§ Problem details
In the practice question on propranolol for thyroid storm, which answer option is marked as the therapeutic response?

§ Supplied text
A nurse has administered propranolol by IV bolus to a client who is having a thyroid storm. Which of the following findings indicates that the client is having a therapeutic response? - Reduction of the effects of thyroid hormone on the heart - Blockage of the release of thyroid hormone from the thyroid gland - Increase in the heart's sensitivity to thyroid hormone - Increase in the uptake of thyroid hormone by the thyroid gland

Reduction of the effects of thyroid hormone on the heart Rationale: Propranolol is a beta 2 adrenergic blocking agent that decreases the rapid heart rate caused by excessive thyroid stimulation. RATIONALES: Blockage of the release of thyroid hormone from the thyroid gland - Propranolol does not affect thyroid hormone release. Increase in the heart's sensitivity to thyroid hormone - Propranolol does not increase the heart's sensitivity to thyroid hormone. It helps prevent dysrhythmias. Increase in the uptake of thyroid hormone by the thyroid gland - Propranolol does not affect the uptake of thyroid hormone by the thyroid gland. It helps lower the client's blood pressure.

§ Record set
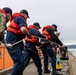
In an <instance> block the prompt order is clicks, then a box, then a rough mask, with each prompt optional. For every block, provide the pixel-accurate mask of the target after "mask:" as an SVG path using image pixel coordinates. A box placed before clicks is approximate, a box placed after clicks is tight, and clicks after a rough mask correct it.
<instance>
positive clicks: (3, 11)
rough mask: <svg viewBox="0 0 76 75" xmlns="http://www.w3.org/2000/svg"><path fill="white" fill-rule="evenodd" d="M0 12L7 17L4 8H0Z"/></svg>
mask: <svg viewBox="0 0 76 75" xmlns="http://www.w3.org/2000/svg"><path fill="white" fill-rule="evenodd" d="M0 13H4V14H5V15H6V17H7V14H6V12H5V11H4V10H2V9H0Z"/></svg>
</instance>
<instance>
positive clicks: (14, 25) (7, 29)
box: [7, 13, 25, 37]
mask: <svg viewBox="0 0 76 75" xmlns="http://www.w3.org/2000/svg"><path fill="white" fill-rule="evenodd" d="M18 16H22V17H23V18H24V16H23V15H22V14H20V13H15V14H14V15H13V18H12V19H11V20H10V21H11V22H10V24H9V26H8V28H7V31H11V32H13V33H15V34H18V35H21V36H23V37H25V34H23V33H22V32H21V30H20V28H19V25H18V24H16V23H15V22H14V18H16V17H18ZM24 19H25V18H24Z"/></svg>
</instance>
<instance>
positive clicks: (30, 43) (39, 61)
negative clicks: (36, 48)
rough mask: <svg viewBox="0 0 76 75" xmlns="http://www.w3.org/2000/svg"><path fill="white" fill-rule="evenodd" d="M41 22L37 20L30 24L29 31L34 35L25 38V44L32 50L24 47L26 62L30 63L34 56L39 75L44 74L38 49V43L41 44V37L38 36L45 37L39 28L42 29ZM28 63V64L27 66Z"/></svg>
mask: <svg viewBox="0 0 76 75" xmlns="http://www.w3.org/2000/svg"><path fill="white" fill-rule="evenodd" d="M40 28H41V27H40V24H39V23H38V22H35V23H34V24H33V25H29V26H28V30H29V33H30V34H31V35H32V36H31V38H28V37H27V38H25V44H26V46H27V47H28V48H30V50H29V49H28V50H26V48H25V49H24V57H25V59H26V60H27V61H26V64H27V65H28V63H29V61H30V59H31V58H32V59H33V61H34V63H35V65H36V67H37V71H38V75H42V65H41V60H40V58H39V54H38V50H37V49H36V45H39V39H38V38H37V37H36V36H38V37H42V38H45V36H43V35H42V34H41V33H40V32H39V31H38V30H39V29H40ZM27 65H26V66H27Z"/></svg>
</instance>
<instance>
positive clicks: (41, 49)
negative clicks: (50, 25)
mask: <svg viewBox="0 0 76 75" xmlns="http://www.w3.org/2000/svg"><path fill="white" fill-rule="evenodd" d="M41 50H42V52H43V55H44V67H45V68H47V67H48V56H49V57H50V59H51V65H52V68H53V69H56V55H55V53H54V52H53V50H52V46H51V45H47V46H45V47H41Z"/></svg>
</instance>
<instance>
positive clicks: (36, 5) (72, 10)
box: [0, 0, 76, 41]
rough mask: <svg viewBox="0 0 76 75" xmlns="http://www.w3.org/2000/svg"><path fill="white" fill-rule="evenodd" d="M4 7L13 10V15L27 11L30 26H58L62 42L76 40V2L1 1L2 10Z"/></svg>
mask: <svg viewBox="0 0 76 75" xmlns="http://www.w3.org/2000/svg"><path fill="white" fill-rule="evenodd" d="M3 7H10V8H12V10H13V13H14V12H17V11H20V10H21V9H26V10H28V12H29V16H30V19H28V20H27V22H28V24H32V23H34V22H39V23H40V25H41V27H43V26H45V25H48V24H50V25H51V24H56V25H57V26H58V30H59V31H60V32H61V35H60V39H61V40H62V41H66V40H76V34H75V33H76V0H0V8H3Z"/></svg>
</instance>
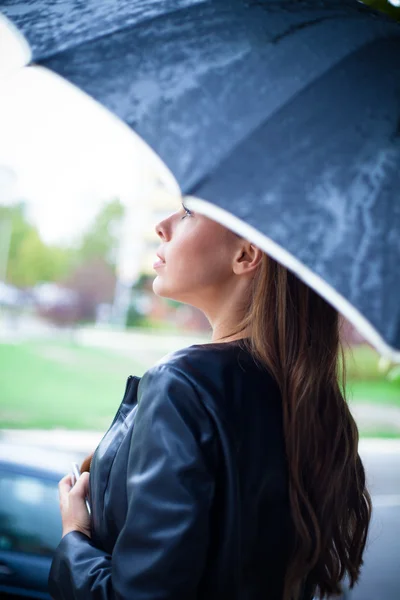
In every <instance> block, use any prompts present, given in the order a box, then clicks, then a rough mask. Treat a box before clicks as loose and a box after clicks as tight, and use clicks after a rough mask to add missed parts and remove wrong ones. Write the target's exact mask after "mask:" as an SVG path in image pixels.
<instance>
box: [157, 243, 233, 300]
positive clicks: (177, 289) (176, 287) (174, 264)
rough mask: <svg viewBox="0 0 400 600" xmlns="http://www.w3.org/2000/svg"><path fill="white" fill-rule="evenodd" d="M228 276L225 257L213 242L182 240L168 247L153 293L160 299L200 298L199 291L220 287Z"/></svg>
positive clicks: (226, 261)
mask: <svg viewBox="0 0 400 600" xmlns="http://www.w3.org/2000/svg"><path fill="white" fill-rule="evenodd" d="M230 273H231V270H230V262H229V261H228V257H227V254H226V252H224V248H223V247H221V246H220V245H219V244H217V241H216V240H213V239H210V238H208V237H207V238H206V239H204V238H201V239H198V238H195V237H193V238H192V239H190V238H189V237H188V238H183V239H181V240H176V243H174V245H172V244H171V246H170V248H169V250H168V255H167V264H166V265H165V267H163V268H162V270H161V271H159V273H158V275H159V276H158V277H157V278H156V279H155V281H154V284H153V290H154V292H155V293H156V294H159V295H171V296H172V295H174V294H175V295H177V294H179V293H182V294H190V293H191V292H196V294H201V290H202V289H205V288H210V286H213V287H214V286H218V285H220V284H222V283H223V282H224V281H225V280H226V278H227V277H228V276H229V274H230ZM176 299H178V298H176Z"/></svg>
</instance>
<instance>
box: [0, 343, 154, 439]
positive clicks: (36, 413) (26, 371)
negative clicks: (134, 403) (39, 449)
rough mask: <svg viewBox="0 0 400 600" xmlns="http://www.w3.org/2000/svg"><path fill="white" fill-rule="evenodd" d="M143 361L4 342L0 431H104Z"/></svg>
mask: <svg viewBox="0 0 400 600" xmlns="http://www.w3.org/2000/svg"><path fill="white" fill-rule="evenodd" d="M144 370H145V366H144V365H143V364H140V363H139V362H135V361H133V360H129V359H127V358H121V357H120V356H119V355H115V354H113V353H110V352H107V351H102V350H98V349H88V348H83V347H79V346H75V345H73V344H59V343H54V344H52V343H37V342H36V343H21V344H15V345H13V344H0V394H1V395H0V427H3V428H5V427H19V428H43V429H48V428H53V427H64V428H67V429H94V430H103V429H104V428H106V427H107V425H108V424H109V422H110V419H111V418H112V416H113V415H114V413H115V411H116V410H117V408H118V406H119V403H120V401H121V398H122V395H123V392H124V389H125V382H126V379H127V377H128V375H130V374H137V375H141V374H142V373H143V371H144Z"/></svg>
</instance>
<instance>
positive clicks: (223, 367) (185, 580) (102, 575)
mask: <svg viewBox="0 0 400 600" xmlns="http://www.w3.org/2000/svg"><path fill="white" fill-rule="evenodd" d="M90 499H91V504H92V537H91V539H89V538H88V537H87V536H85V535H83V534H81V533H78V532H71V533H69V534H67V535H66V536H65V537H64V538H63V539H62V541H61V543H60V545H59V547H58V549H57V551H56V554H55V558H54V560H53V564H52V569H51V573H50V579H49V585H50V593H51V595H52V596H53V598H55V599H63V600H67V599H68V600H70V599H74V600H89V599H92V598H93V599H96V600H105V599H111V598H112V599H118V600H194V599H196V600H203V599H204V600H282V589H283V579H284V573H285V568H286V564H287V557H288V552H289V550H290V540H291V531H292V529H291V520H290V516H289V515H290V511H289V500H288V490H287V473H286V464H285V452H284V440H283V428H282V411H281V401H280V394H279V391H278V389H277V386H276V384H275V383H274V381H273V379H272V378H271V376H270V375H269V374H268V372H267V371H266V370H265V369H262V368H260V367H259V366H258V365H257V364H256V363H255V362H254V360H253V359H252V357H251V355H250V354H249V353H248V352H247V351H245V350H243V349H242V348H241V345H240V344H239V343H237V342H229V343H220V344H207V345H198V346H191V347H190V348H186V349H185V350H181V351H179V352H176V353H174V354H172V355H169V356H168V357H167V358H166V359H164V360H163V361H161V362H160V363H158V364H157V365H156V366H154V367H153V368H151V369H150V370H149V371H147V372H146V373H145V375H144V376H143V377H142V379H141V380H140V379H139V378H138V377H130V378H129V379H128V383H127V388H126V392H125V396H124V399H123V401H122V403H121V406H120V408H119V410H118V412H117V414H116V417H115V419H114V422H113V423H112V425H111V427H110V429H109V430H108V432H107V433H106V434H105V436H104V438H103V440H102V441H101V443H100V444H99V446H98V448H97V450H96V452H95V455H94V458H93V461H92V465H91V475H90ZM309 597H311V596H310V595H308V594H305V595H304V598H307V599H308V598H309Z"/></svg>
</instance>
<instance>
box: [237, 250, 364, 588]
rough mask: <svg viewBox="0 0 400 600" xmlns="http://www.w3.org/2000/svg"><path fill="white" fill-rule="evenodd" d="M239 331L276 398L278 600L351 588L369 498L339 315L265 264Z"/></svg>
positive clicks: (354, 581)
mask: <svg viewBox="0 0 400 600" xmlns="http://www.w3.org/2000/svg"><path fill="white" fill-rule="evenodd" d="M252 285H253V287H252V293H251V295H250V301H249V306H248V310H247V314H246V316H245V318H244V320H243V322H242V323H241V326H240V329H247V330H248V331H249V332H250V335H249V337H248V338H247V342H246V343H247V344H248V345H249V347H250V348H249V349H250V351H251V352H252V353H253V355H254V356H255V357H256V358H257V359H258V360H259V361H261V362H262V363H263V364H265V365H266V366H267V368H268V369H269V370H270V372H271V373H272V375H273V376H274V378H275V379H276V381H277V383H278V385H279V387H280V390H281V395H282V403H283V420H284V435H285V444H286V456H287V464H288V474H289V496H290V505H291V516H292V521H293V526H294V527H293V528H294V540H293V541H294V544H293V553H292V555H291V558H290V561H289V565H288V568H287V573H286V580H285V592H284V600H297V598H299V597H300V594H301V589H302V585H303V583H304V581H305V579H307V580H308V582H311V584H312V585H313V586H315V587H316V593H317V594H319V596H320V598H324V597H329V596H331V595H336V594H340V592H341V582H342V580H343V578H344V577H345V576H347V577H348V579H349V582H350V586H351V587H353V585H354V583H355V582H356V581H357V580H358V578H359V575H360V567H361V565H362V564H363V561H362V555H363V551H364V547H365V543H366V539H367V533H368V526H369V522H370V518H371V506H372V505H371V498H370V496H369V493H368V491H367V489H366V484H365V472H364V468H363V465H362V462H361V459H360V456H359V454H358V430H357V426H356V423H355V421H354V419H353V417H352V415H351V413H350V410H349V407H348V405H347V403H346V400H345V389H344V359H343V351H342V348H341V345H340V340H339V316H338V313H337V311H336V310H335V309H334V308H333V307H332V306H330V305H329V304H328V303H327V302H326V301H325V300H324V299H323V298H321V297H320V296H319V295H318V294H316V293H315V292H314V291H313V290H312V289H311V288H309V287H308V286H307V285H306V284H304V283H303V282H302V281H301V280H300V279H299V278H298V277H296V276H295V275H294V274H293V273H291V272H290V271H288V270H287V269H286V268H285V267H283V266H282V265H280V264H278V263H277V262H276V261H275V260H273V259H272V258H270V257H268V256H267V255H265V254H264V255H263V257H262V262H261V264H260V270H259V272H258V273H257V277H255V278H254V280H253V284H252Z"/></svg>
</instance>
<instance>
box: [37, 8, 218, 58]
mask: <svg viewBox="0 0 400 600" xmlns="http://www.w3.org/2000/svg"><path fill="white" fill-rule="evenodd" d="M206 2H207V0H198V2H196V4H192V5H191V6H181V7H180V8H177V9H175V10H170V11H169V12H167V13H162V14H159V15H155V16H153V17H148V18H144V19H143V20H139V21H137V22H135V23H131V24H130V25H126V26H125V27H120V28H119V29H110V30H108V31H107V32H104V33H101V34H100V35H97V36H95V37H92V38H90V39H85V40H82V41H81V42H78V43H77V44H75V45H71V46H64V47H61V48H58V49H57V50H56V51H53V52H48V53H47V54H46V53H43V54H40V56H39V57H38V58H36V59H34V60H33V62H35V63H37V64H40V63H41V61H44V60H48V59H50V58H54V57H56V56H58V55H59V54H63V53H64V52H69V51H70V50H75V49H76V48H79V47H80V46H84V45H85V44H91V43H92V42H96V41H98V40H101V39H103V38H107V37H109V36H110V35H114V34H117V33H122V32H124V31H128V30H129V29H135V28H136V27H138V26H141V25H143V23H151V22H153V21H157V20H158V19H164V18H165V17H170V16H171V15H174V14H176V13H180V12H182V11H184V10H186V11H187V10H191V9H194V8H197V7H198V6H200V5H201V4H205V3H206ZM27 39H28V38H27ZM28 41H29V39H28Z"/></svg>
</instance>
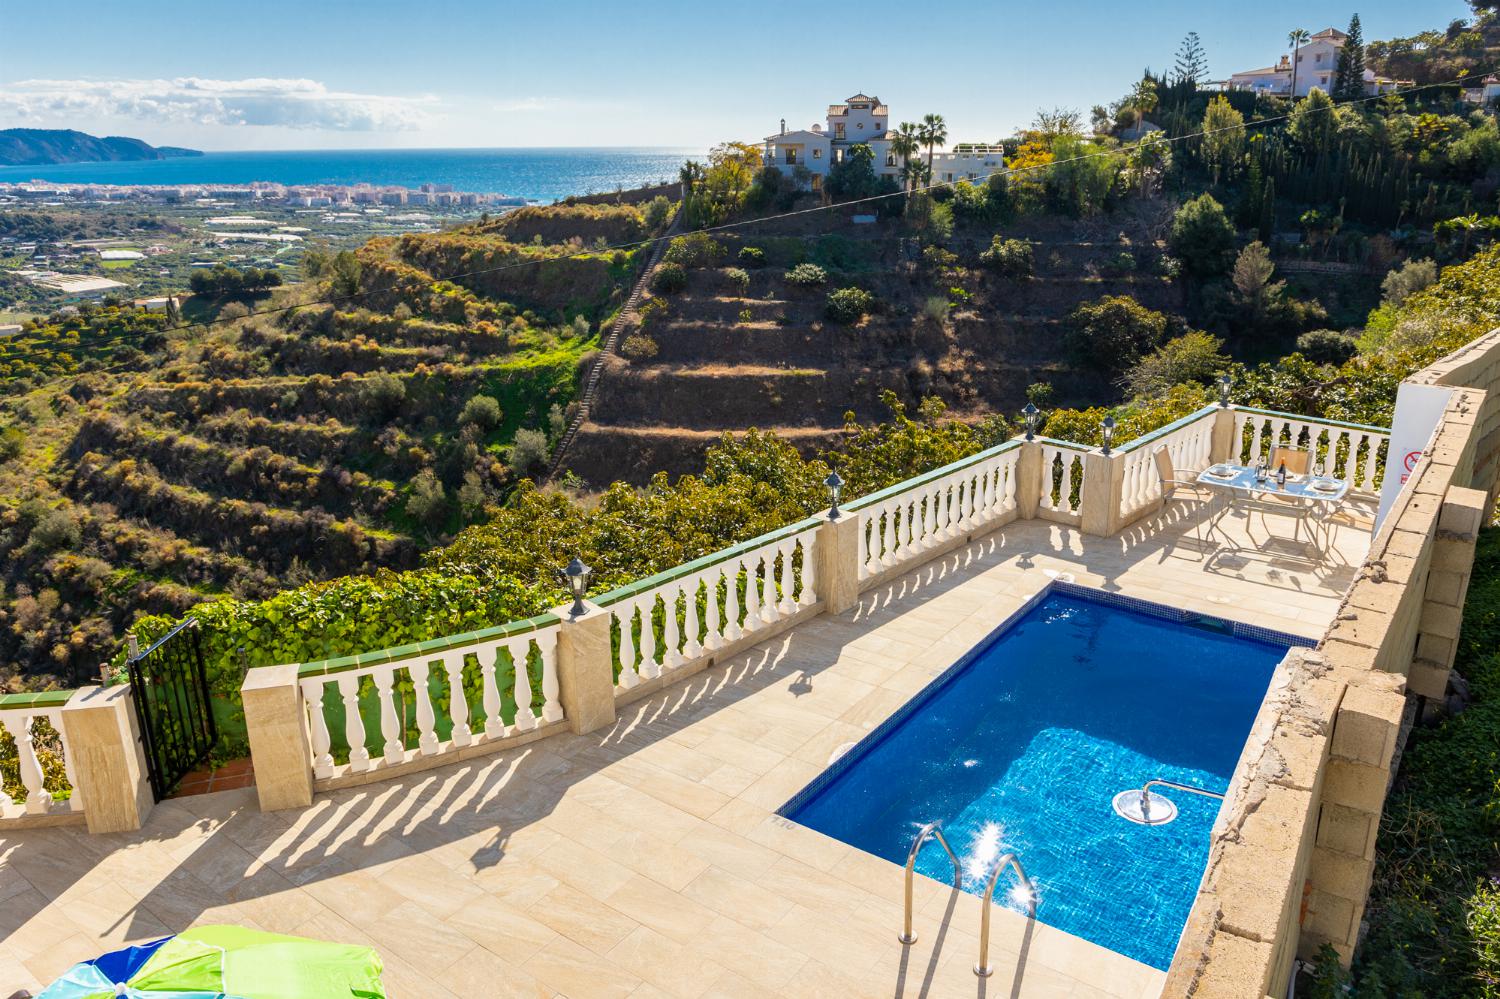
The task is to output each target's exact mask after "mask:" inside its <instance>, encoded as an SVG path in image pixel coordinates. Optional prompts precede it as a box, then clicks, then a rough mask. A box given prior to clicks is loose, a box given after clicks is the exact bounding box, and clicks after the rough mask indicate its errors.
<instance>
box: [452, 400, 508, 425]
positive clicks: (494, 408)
mask: <svg viewBox="0 0 1500 999" xmlns="http://www.w3.org/2000/svg"><path fill="white" fill-rule="evenodd" d="M501 417H502V414H501V411H499V401H496V399H495V398H493V396H472V398H471V399H469V401H468V402H465V404H463V411H462V413H459V423H460V425H463V423H472V425H474V426H477V428H478V429H481V431H484V432H489V431H493V429H495V428H496V426H499V422H501Z"/></svg>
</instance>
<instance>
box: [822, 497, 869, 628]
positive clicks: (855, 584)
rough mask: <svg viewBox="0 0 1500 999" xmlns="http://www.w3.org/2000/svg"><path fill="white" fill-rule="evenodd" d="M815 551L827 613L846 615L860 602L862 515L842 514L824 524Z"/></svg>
mask: <svg viewBox="0 0 1500 999" xmlns="http://www.w3.org/2000/svg"><path fill="white" fill-rule="evenodd" d="M813 547H814V550H816V553H817V595H819V598H820V600H822V601H823V612H825V613H843V612H844V610H847V609H849V607H852V606H853V604H856V603H858V601H859V514H858V513H847V511H840V513H838V517H837V519H834V520H823V525H822V526H820V528H817V540H816V541H814V546H813Z"/></svg>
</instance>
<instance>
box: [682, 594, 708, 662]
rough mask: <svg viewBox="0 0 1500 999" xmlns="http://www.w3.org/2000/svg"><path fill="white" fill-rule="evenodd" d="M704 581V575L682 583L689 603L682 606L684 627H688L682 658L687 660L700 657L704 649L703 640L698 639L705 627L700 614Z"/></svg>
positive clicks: (684, 639) (687, 627)
mask: <svg viewBox="0 0 1500 999" xmlns="http://www.w3.org/2000/svg"><path fill="white" fill-rule="evenodd" d="M702 582H703V579H702V576H693V577H691V579H687V580H684V583H682V591H684V592H685V594H687V603H685V604H684V607H682V627H684V628H685V634H684V636H682V637H684V640H682V658H685V660H693V658H697V657H699V655H700V654H702V651H703V645H702V642H699V640H697V633H699V631H700V630H702V627H703V625H702V622H700V619H699V615H697V588H699V586H700V585H702Z"/></svg>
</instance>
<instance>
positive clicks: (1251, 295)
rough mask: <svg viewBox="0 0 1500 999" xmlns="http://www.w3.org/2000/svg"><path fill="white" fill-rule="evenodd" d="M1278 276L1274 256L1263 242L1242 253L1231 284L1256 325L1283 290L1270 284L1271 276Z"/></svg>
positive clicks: (1232, 278)
mask: <svg viewBox="0 0 1500 999" xmlns="http://www.w3.org/2000/svg"><path fill="white" fill-rule="evenodd" d="M1275 273H1277V266H1275V264H1272V263H1271V252H1269V251H1268V249H1266V245H1265V243H1262V242H1260V240H1256V242H1254V243H1251V245H1250V246H1247V248H1245V249H1242V251H1241V252H1239V257H1238V258H1236V260H1235V270H1233V273H1232V275H1230V281H1232V282H1233V284H1235V291H1236V293H1238V294H1239V305H1241V306H1244V308H1245V309H1247V311H1248V312H1250V317H1251V318H1253V320H1254V321H1260V320H1263V318H1265V315H1266V306H1268V303H1269V300H1271V299H1272V297H1274V296H1275V294H1277V293H1278V291H1280V288H1281V284H1283V282H1277V284H1275V285H1272V284H1271V276H1272V275H1275Z"/></svg>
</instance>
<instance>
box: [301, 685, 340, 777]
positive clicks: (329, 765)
mask: <svg viewBox="0 0 1500 999" xmlns="http://www.w3.org/2000/svg"><path fill="white" fill-rule="evenodd" d="M324 688H326V681H324V679H323V678H321V676H317V678H314V679H305V681H303V684H302V696H303V700H306V703H308V723H309V730H311V732H312V772H314V775H315V777H332V775H333V753H332V751H330V748H332V745H333V739H332V736H330V735H329V720H327V718H326V717H324V715H323V696H324Z"/></svg>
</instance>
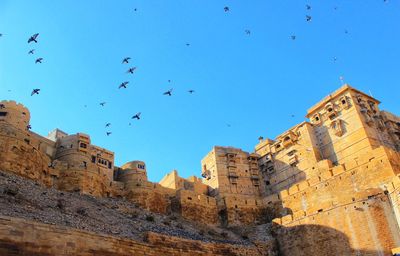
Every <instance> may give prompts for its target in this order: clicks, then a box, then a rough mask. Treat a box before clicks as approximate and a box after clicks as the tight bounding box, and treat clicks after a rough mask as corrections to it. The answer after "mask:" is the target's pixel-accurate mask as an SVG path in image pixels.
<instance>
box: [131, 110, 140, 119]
mask: <svg viewBox="0 0 400 256" xmlns="http://www.w3.org/2000/svg"><path fill="white" fill-rule="evenodd" d="M141 114H142V113H141V112H139V113H137V114H136V115H134V116H132V119H137V120H139V119H140V115H141Z"/></svg>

§ Reply to the exercise
Reduction of the effects of thyroid hormone on the heart